▸ WHAT IS EXPECTED
Return the records below exactly, leaving nothing out.

▸ SOURCE MATERIAL
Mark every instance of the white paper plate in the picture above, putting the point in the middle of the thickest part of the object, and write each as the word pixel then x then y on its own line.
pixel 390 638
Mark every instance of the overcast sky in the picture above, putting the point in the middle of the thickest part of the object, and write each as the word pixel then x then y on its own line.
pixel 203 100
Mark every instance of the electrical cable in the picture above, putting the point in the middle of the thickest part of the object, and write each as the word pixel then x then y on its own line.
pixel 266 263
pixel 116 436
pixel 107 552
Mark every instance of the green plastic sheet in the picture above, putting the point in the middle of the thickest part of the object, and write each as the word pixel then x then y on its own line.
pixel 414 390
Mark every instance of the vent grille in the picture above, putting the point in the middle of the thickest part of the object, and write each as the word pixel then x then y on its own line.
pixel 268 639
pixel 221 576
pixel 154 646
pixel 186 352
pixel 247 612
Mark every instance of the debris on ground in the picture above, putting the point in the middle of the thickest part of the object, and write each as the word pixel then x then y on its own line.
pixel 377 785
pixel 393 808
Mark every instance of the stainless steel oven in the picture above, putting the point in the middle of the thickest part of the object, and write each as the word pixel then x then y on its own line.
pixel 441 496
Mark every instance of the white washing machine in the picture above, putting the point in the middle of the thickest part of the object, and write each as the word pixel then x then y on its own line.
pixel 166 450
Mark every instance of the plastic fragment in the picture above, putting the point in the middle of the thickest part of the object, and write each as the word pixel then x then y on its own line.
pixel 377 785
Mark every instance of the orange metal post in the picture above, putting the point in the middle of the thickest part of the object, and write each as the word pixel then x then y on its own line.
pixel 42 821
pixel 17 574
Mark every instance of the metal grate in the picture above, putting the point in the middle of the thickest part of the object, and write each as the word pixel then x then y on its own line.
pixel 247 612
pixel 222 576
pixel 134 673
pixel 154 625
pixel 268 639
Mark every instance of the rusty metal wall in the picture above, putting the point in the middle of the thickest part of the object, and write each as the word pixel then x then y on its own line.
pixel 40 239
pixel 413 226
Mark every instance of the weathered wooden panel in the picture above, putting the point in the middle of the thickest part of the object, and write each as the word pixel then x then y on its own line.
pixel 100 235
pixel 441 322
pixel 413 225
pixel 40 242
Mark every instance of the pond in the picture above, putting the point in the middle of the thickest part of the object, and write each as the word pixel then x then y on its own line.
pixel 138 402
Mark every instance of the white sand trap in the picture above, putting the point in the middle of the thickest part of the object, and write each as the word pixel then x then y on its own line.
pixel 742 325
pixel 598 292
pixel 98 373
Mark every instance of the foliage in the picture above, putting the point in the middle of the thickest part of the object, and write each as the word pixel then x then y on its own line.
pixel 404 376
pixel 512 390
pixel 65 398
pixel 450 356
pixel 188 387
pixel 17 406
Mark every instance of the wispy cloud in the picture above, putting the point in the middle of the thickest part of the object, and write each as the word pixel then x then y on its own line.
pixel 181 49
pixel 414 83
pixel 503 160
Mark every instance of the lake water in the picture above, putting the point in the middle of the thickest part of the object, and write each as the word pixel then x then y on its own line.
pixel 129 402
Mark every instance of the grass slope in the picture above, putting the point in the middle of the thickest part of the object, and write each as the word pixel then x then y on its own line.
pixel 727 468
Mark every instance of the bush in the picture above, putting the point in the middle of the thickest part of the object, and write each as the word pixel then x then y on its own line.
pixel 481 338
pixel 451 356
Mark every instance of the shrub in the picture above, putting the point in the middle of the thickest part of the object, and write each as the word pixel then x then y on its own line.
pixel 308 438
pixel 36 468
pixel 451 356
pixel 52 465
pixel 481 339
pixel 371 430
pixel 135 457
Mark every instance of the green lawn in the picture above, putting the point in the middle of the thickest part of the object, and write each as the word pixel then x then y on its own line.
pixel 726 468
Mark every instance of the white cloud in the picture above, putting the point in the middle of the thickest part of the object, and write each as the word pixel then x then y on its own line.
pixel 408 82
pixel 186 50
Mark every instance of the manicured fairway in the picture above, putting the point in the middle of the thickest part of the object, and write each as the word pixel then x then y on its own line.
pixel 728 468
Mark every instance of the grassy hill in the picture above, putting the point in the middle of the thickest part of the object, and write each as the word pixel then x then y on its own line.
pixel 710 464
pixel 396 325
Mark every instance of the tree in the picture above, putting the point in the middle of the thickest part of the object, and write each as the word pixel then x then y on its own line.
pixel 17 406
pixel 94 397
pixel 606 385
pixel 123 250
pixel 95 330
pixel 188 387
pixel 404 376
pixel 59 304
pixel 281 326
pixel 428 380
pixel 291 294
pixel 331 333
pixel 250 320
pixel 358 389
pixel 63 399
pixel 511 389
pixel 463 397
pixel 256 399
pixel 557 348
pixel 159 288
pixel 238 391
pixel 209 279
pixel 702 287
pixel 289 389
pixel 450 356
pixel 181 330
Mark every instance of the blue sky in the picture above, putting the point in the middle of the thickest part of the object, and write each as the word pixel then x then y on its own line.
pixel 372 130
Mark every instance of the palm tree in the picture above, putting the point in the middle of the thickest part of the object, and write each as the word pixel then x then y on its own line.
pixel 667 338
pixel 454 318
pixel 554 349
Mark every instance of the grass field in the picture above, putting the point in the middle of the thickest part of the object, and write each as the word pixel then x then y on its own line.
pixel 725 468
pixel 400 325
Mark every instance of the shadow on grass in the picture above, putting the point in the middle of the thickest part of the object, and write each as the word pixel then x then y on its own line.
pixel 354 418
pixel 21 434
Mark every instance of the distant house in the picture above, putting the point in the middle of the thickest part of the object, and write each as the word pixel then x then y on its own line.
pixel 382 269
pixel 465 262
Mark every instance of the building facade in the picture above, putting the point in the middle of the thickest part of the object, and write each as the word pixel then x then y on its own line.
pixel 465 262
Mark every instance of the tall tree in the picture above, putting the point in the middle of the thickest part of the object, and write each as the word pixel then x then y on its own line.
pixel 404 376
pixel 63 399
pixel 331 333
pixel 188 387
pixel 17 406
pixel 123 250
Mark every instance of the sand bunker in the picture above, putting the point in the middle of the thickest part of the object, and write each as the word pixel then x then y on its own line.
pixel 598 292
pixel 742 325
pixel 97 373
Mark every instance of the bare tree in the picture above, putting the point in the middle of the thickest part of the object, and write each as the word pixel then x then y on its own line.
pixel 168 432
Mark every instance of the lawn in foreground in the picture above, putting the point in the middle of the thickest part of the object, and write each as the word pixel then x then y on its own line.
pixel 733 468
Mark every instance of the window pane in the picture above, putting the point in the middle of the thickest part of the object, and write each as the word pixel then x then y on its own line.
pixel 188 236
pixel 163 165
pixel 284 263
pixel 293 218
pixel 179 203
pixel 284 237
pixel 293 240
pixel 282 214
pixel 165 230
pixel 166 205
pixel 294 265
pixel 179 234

▸ ANSWER SPACE
Mark every instance of the white paper plate in the picture above, putting the point in the middle of the thickest part of the object, and write each as the word pixel then x then y on its own line.
pixel 390 638
Mark every instance of the overcast sky in the picture above, putting the point in the middle of the thickest part of the object, and write each as the word pixel then x then y on its own line.
pixel 203 100
Mark every instance of the electrical cable in the picture above, putting the point in the middle of the thickest part of the object, and write each as the word pixel then x then y on its own line.
pixel 266 263
pixel 116 436
pixel 107 552
Mark every instance of the green plastic sheet in the picture above, putting the point in the middle of the thickest part of the object, and write each as the word pixel then x then y on its own line.
pixel 414 390
Mark every instance of the vent grille in the picture above, putting the point in the middle of the thickest part of the object, and write each as the word pixel then x then y on its own line.
pixel 268 639
pixel 221 576
pixel 154 646
pixel 186 352
pixel 247 612
Mark every instance of the debris on ground in the picture above, putting the point in the middle of the thickest part of the object, and write each as the word pixel then x then y on its own line.
pixel 377 785
pixel 393 808
Mark every instance of the stainless steel oven in the picture above, putting the point in the middle of the thickest part of the object, and write each as the word pixel then x then y on its own line.
pixel 441 496
Mark every instance of the white washing machine in the picture above, putting the point in the middle of the thickest part of the object, and write each as the word pixel then x then y on its own line.
pixel 166 450
Mark every instance of the plastic fragment in the picture above, putting the point in the middle of the thickest part of the object, and write each as the word pixel then x then y on its own line.
pixel 377 785
Mark every instance of the orange metal post in the picture above, putting the point in the middle of the thickest part of the object, and write each as the word pixel then x then y on its own line.
pixel 42 821
pixel 17 574
Mark every instance of the metal grate in the picture above, putting the point in the middle of the thickest part of the object, and write each as the word pixel then x then y on its own line.
pixel 247 612
pixel 222 576
pixel 134 673
pixel 154 625
pixel 268 639
Mark every instance of the rusty metal wall in the picture above, putting the point in the middle of the thickest part of the object, and write each as the word pixel then x then y on its own line.
pixel 40 239
pixel 413 226
Mark every instance of the weathered wooden panel in the picture above, putting the point in the middle of the thickest part of the object, and write each as the word pixel then x then y on its own line.
pixel 100 235
pixel 441 322
pixel 413 225
pixel 40 242
Mark every instance of the pond in the picture above, putting the point in the middle of the thickest part of the object, and write each as the word pixel then x then y on its own line.
pixel 138 402
Mark every instance of the white sand trap in the picture above, putting the point in the middle of the thickest part of the object, and write each as the word pixel then x then y on its own line.
pixel 742 325
pixel 598 292
pixel 98 373
Mark every instance of the foliage in the picture above, putting the point in the middle of the thickest part of the object, and write each as the word pixel then x then y on its own line.
pixel 404 376
pixel 512 390
pixel 65 398
pixel 450 356
pixel 188 387
pixel 17 406
Mark every instance of the wispy cloud in the picture above, putting the point in the middle of the thickest part of the object, and write each as the word pixel then x then y on its own line.
pixel 181 49
pixel 414 83
pixel 503 160
Mark every instance of the lake water in the picture above, putting the point in the middle of the thickest part of the object, and write each as the word pixel then x then y on its own line.
pixel 129 402
Mark every instance of the grass slope in the picture above, putting the point in the middle of the thickest part of the object, and write each as the word pixel then x then y on its own line.
pixel 727 468
Mark every instance of the bush in the picture above, putting the point in the middle of the thickest part of the object, and write each as the word pixel then x then y on its own line.
pixel 481 338
pixel 451 356
Mark every instance of the shrub in the picture above, putting the point in the middle of the thickest part of the object, and write each as the word pixel then x then y on its own line.
pixel 308 438
pixel 36 468
pixel 451 356
pixel 52 465
pixel 481 339
pixel 371 430
pixel 135 457
Mark every instance of the green lawn in the picture above, putting the point in the middle of the thickest part of the object, and write each as the word pixel then x then y on its own line.
pixel 726 468
Mark every instance of the white cloud in the picture above, putting the point in the middle of the thickest part of the object, and write each as the word pixel then x then y on its own line.
pixel 408 82
pixel 186 50
Mark every instance of the manicured fairway in the picture above, putting the point in the middle of the thickest part of the object, and write each as the word pixel then x then y on its own line.
pixel 728 468
Mark every instance of the grassy hill in the picture above, putting the point in the middle of the thickest part of the object, and write each as the word pixel then x then y on its own line.
pixel 710 464
pixel 396 325
Mark every instance of the tree in the picture above, putting the point in the middle of the thickest part of the object, and write each as the word pixel then x then y on its own line.
pixel 17 406
pixel 94 397
pixel 606 385
pixel 123 250
pixel 95 330
pixel 188 387
pixel 404 376
pixel 59 304
pixel 281 326
pixel 428 380
pixel 291 294
pixel 331 333
pixel 250 320
pixel 358 389
pixel 63 399
pixel 511 389
pixel 463 397
pixel 256 399
pixel 557 348
pixel 159 288
pixel 238 391
pixel 209 279
pixel 702 287
pixel 289 389
pixel 450 356
pixel 181 330
Mark every instance of the blue sky in the picture above, putting the point in the middle of the thickest part of the object, and write each as the word pixel then x then y on its own line.
pixel 372 130
Mark every instance of the palm tree in the picture above, putting the point in the middle of the thickest part of the object, and write each as the word pixel then x then y on its own line.
pixel 667 338
pixel 454 318
pixel 554 349
Mark every instance of the grass field in the picture above, putting the point in the middle of the thickest part of the object, and write each as the word pixel then x then y on its own line.
pixel 725 468
pixel 400 325
Mark every instance of the shadow on grass in the picture above, putting the point in the middle of the thickest part of the object, and write each as the word pixel then x then y on its own line.
pixel 354 418
pixel 21 434
Mark every instance of the distant house in the picture above, putting the point in the middle of the thickest part of the object, and write each as the word pixel then x then y on its own line.
pixel 382 269
pixel 465 262
Mark every instance of the building facade in the picture above, putting the point in the middle of the thickest part of the object, and write each as the word pixel then x then y on its own line.
pixel 465 262
Mark every instance of the tall tree in the picture above, putting the point in the middle of the thickest part of the object, and write each as the word pixel then x then y on its own line.
pixel 404 376
pixel 63 399
pixel 331 333
pixel 188 387
pixel 17 406
pixel 123 250
Mark every instance of the sand bunker in the picture above, putting the point in the middle of the thickest part of the object, and write each as the word pixel then x then y on its own line.
pixel 598 292
pixel 742 325
pixel 97 373
Mark every instance of the bare tree in the picture above, putting the point in the middle of the thickest part of the object, and write each as the word pixel then x then y on its own line.
pixel 168 432
Mark every instance of the lawn in foreground in the picture above, putting the point in the middle of the thickest part of the object, and write each as the word pixel then x then y on its own line.
pixel 733 468
Mark every instance of the window pane in the picture above, putting the point in the middle of the thickest part of the object, and write each as the word pixel then x then y on its own line.
pixel 188 236
pixel 163 165
pixel 284 263
pixel 293 218
pixel 179 203
pixel 284 237
pixel 293 240
pixel 282 214
pixel 165 230
pixel 166 205
pixel 294 265
pixel 179 234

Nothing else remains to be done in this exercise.